§ Page extract:
————

Few complaints about the U.S. healthcare system are as common as the claim that we spend too much on healthcare and get too little in return, especially compared with other industrialized nations.
A new Commonwealth Fund report is the latest to indict U.S. healthcare. It pegs the American system dead last in a survey of 11 developed countries.
But, like virtually every other study that trashes the U.S. healthcare system, Commonwealth’s rankings rely on questionable assumptions, like giving weight to those systems that treat people equally rather than well. At the same time, Commonwealth ignores the problems that countries with socialized healthcare systems have with treating people once they’re sick.
And on that metric — that is, actually delivering care to those who need it — the U.S. is without peer.
The Commonwealth Fund report begins by asserting that the U.S. healthcare system “is the most expensive in the world.”
It’s true that the U.S. spends a larger share of its gross domestic product — 18%, or almost $3 trillion
– on healthcare than other countries do. But by itself that statistic means nothing.

————

§ Data section:
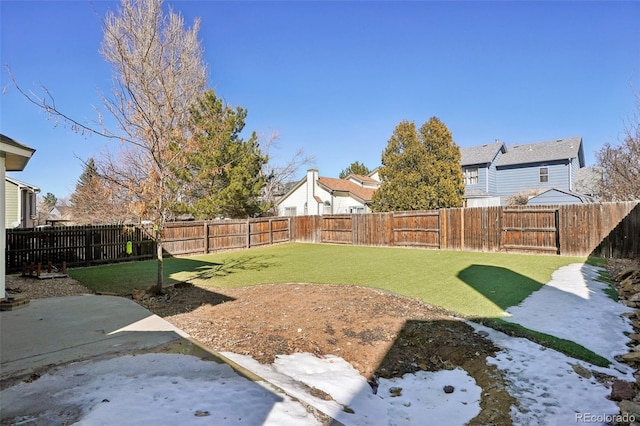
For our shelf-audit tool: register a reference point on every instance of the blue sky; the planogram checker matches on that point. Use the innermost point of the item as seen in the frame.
(335, 78)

————

§ Check your understanding:
a - Decide whether each statement agrees with the U.S. healthcare passage, answering yes or no and quoting the deciding words of the passage exactly. (i) The Commonwealth Fund survey covered 11 developed countries. (ii) The U.S. spends 25% of its gross domestic product on healthcare. (iii) The U.S. is without peer in actually delivering care to those who need it.
b - Please repeat the U.S. healthcare passage from "But, like virtually" up to and including "is without peer.", word for word.
The listing is separate material and is unrelated to the U.S. healthcare passage.

§ List of answers:
a -
(i) Yes: "It pegs the American system dead last in a survey of 11 developed countries."
(ii) No: "18%, or almost $3 trillion"
(iii) Yes: "And on that metric — that is, actually delivering care to those who need it — the U.S. is without peer."

b -
But, like virtually every other study that trashes the U.S. healthcare system, Commonwealth’s rankings rely on questionable assumptions, like giving weight to those systems that treat people equally rather than well. At the same time, Commonwealth ignores the problems that countries with socialized healthcare systems have with treating people once they’re sick.
And on that metric — that is, actually delivering care to those who need it — the U.S. is without peer.